### WORK TASK:
Your response should contain every record below, copied exactly.

┌─ SUPPLIED RECORDS

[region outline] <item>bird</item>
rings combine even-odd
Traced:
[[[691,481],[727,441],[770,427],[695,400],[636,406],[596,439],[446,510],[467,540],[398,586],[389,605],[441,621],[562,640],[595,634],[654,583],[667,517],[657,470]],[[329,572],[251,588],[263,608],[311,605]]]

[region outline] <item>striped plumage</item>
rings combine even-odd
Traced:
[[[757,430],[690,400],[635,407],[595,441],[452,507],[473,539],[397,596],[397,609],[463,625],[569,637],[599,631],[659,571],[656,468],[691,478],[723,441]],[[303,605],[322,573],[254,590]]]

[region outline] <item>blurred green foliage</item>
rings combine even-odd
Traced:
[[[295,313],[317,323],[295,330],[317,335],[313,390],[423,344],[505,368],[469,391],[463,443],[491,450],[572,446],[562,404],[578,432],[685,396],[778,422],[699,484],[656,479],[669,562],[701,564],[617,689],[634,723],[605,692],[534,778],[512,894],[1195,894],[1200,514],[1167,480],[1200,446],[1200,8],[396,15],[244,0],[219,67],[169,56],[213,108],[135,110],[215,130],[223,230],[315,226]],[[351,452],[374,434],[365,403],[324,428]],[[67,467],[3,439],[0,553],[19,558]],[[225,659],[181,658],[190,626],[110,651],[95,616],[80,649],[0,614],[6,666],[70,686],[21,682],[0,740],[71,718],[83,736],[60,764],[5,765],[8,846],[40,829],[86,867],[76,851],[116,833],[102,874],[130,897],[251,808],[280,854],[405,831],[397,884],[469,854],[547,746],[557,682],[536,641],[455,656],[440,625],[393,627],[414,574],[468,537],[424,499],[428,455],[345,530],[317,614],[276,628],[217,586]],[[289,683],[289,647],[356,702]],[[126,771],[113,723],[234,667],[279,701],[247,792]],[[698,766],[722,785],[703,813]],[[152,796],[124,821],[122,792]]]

└─

### FINISHED TASK:
[region outline] <item>bird</item>
rings combine even-odd
Traced:
[[[691,481],[727,441],[770,427],[695,400],[636,406],[596,439],[446,510],[467,540],[398,586],[389,605],[441,621],[562,640],[595,634],[654,583],[667,517],[657,470]],[[329,572],[251,588],[263,608],[311,605]]]

[region outline] <item>striped plumage</item>
rings combine even-odd
Traced:
[[[757,430],[690,400],[635,407],[595,441],[452,507],[473,539],[397,596],[397,609],[463,625],[569,637],[599,631],[659,571],[656,468],[691,478],[723,441]],[[303,605],[322,573],[254,590]]]

[region outline] <item>blurred green foliage</item>
rings combine even-odd
Traced:
[[[295,313],[317,323],[295,330],[317,335],[313,390],[423,344],[505,368],[469,391],[463,443],[491,450],[572,446],[562,404],[578,432],[685,396],[778,422],[699,484],[656,479],[669,562],[701,564],[617,689],[634,723],[605,692],[534,778],[512,894],[1195,894],[1200,514],[1167,480],[1200,446],[1200,8],[396,15],[244,0],[219,67],[169,56],[213,108],[135,110],[215,130],[223,230],[315,226]],[[351,452],[374,434],[365,403],[324,428]],[[67,467],[3,439],[0,553],[19,558]],[[225,659],[181,658],[190,626],[110,651],[95,616],[80,649],[0,614],[6,666],[70,686],[21,682],[0,740],[71,718],[83,736],[60,764],[5,765],[8,846],[40,829],[86,867],[76,851],[116,833],[102,874],[130,897],[251,808],[280,854],[405,831],[397,884],[469,854],[547,746],[557,682],[536,641],[455,656],[440,625],[393,627],[414,574],[468,537],[424,499],[428,455],[345,530],[317,614],[276,628],[217,586]],[[289,683],[289,647],[356,702]],[[126,771],[113,723],[234,667],[279,701],[247,792]],[[698,766],[722,785],[703,813]],[[152,796],[124,821],[122,792]]]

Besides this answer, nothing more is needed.